Turn the rows below, from the line containing "of the doorway" through the last line of the rows, into a numbered list that includes both ends and skips blank lines.

ITEMS:
______________________________
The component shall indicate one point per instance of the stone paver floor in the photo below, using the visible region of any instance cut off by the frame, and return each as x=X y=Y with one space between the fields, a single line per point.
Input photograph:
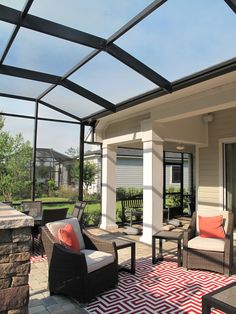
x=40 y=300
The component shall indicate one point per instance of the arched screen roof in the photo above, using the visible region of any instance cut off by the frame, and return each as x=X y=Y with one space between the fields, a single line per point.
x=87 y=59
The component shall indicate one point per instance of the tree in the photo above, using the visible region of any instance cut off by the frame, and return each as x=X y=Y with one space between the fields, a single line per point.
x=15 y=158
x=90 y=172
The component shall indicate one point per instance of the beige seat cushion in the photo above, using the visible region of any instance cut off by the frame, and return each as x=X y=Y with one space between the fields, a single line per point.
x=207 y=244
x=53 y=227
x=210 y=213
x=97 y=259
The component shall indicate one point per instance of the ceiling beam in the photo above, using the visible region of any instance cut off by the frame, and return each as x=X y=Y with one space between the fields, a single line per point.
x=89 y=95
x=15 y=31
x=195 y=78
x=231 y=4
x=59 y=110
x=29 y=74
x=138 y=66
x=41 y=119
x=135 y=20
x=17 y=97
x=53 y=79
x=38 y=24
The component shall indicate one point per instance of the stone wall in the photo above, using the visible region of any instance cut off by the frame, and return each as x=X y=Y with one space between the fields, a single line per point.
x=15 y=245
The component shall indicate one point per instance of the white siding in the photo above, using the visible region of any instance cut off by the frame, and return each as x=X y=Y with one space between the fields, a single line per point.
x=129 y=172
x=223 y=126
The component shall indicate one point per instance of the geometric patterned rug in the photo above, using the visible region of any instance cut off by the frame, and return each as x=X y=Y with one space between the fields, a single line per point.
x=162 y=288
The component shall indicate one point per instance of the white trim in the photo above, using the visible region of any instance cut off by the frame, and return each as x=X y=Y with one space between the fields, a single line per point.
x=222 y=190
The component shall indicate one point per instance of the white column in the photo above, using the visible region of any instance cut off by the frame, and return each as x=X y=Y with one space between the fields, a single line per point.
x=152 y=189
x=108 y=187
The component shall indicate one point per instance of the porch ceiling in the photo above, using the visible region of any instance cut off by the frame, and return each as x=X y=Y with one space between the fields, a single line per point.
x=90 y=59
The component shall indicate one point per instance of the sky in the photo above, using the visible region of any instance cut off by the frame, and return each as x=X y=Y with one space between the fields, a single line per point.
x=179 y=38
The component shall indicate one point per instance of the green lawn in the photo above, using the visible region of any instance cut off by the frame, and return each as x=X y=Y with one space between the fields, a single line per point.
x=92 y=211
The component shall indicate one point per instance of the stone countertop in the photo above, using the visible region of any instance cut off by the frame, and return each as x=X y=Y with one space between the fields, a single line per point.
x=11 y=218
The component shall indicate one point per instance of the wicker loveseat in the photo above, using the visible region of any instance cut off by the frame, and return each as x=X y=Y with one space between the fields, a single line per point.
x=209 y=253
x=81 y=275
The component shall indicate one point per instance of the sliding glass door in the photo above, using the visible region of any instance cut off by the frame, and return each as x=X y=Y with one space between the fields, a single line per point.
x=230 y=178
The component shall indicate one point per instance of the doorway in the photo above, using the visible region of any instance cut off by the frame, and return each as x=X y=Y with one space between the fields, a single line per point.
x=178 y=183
______________________________
TASK ANSWER:
1. The component shall indicate one point per instance of the doorway in the photo above, using the visible region of any instance cut off by the frame, and return each as x=X y=Y with one space between the fields, a single line per point.
2. x=178 y=183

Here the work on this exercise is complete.